- _WHAT YOU ARE ASKED TO DO_
Working through the lines below, return each one that holds "undercarriage".

- _RECORD SET_
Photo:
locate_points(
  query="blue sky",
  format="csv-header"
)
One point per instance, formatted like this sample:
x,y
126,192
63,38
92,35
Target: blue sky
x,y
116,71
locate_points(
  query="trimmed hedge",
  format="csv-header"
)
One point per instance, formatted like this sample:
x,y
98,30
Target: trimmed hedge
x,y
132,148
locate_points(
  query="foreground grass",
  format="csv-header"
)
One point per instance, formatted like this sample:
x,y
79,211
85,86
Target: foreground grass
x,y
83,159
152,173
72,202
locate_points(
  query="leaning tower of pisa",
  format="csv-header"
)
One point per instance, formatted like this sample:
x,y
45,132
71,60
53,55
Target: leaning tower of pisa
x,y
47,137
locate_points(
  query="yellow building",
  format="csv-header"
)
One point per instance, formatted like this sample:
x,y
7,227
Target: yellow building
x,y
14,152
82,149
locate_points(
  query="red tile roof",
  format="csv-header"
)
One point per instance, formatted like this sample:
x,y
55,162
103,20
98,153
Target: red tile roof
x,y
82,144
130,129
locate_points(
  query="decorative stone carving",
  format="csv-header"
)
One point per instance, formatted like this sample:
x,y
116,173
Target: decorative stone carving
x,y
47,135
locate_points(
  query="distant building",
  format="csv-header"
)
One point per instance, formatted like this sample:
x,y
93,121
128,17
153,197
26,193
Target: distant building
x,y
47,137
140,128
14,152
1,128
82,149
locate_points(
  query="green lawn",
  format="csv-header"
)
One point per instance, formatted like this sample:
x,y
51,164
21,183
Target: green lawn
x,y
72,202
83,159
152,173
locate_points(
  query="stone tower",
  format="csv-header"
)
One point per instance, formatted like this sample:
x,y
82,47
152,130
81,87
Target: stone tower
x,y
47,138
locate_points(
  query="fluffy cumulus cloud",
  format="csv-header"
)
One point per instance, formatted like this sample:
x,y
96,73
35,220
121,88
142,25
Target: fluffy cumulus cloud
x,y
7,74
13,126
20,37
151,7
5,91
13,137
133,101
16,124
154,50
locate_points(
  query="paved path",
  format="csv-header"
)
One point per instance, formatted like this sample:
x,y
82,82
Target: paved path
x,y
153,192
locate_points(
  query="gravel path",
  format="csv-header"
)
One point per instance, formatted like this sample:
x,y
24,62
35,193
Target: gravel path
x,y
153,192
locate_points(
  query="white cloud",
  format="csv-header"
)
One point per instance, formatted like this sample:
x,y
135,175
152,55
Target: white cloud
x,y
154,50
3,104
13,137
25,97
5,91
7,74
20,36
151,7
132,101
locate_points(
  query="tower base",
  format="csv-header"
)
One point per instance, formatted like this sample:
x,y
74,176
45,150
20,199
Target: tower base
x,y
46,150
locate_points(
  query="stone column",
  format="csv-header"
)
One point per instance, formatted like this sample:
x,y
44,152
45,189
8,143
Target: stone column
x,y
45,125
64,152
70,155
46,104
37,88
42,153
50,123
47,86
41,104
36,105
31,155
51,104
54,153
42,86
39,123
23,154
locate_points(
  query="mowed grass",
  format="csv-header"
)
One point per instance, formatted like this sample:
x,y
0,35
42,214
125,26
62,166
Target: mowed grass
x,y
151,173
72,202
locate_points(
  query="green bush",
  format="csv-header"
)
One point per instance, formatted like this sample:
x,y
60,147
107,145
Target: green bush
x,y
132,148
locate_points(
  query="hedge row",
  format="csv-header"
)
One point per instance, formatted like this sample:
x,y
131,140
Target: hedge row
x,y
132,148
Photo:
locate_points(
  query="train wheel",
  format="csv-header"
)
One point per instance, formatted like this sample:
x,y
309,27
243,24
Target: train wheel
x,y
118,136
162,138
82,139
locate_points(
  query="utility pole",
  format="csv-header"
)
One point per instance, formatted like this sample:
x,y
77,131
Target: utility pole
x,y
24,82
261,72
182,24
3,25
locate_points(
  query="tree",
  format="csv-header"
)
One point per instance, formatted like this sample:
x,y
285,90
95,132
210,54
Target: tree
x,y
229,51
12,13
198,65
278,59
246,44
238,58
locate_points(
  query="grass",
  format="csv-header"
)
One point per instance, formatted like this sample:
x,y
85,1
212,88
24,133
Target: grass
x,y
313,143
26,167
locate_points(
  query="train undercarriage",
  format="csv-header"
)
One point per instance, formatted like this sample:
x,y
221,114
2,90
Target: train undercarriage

- _FINISHED TASK_
  query="train undercarriage",
Target: train undercarriage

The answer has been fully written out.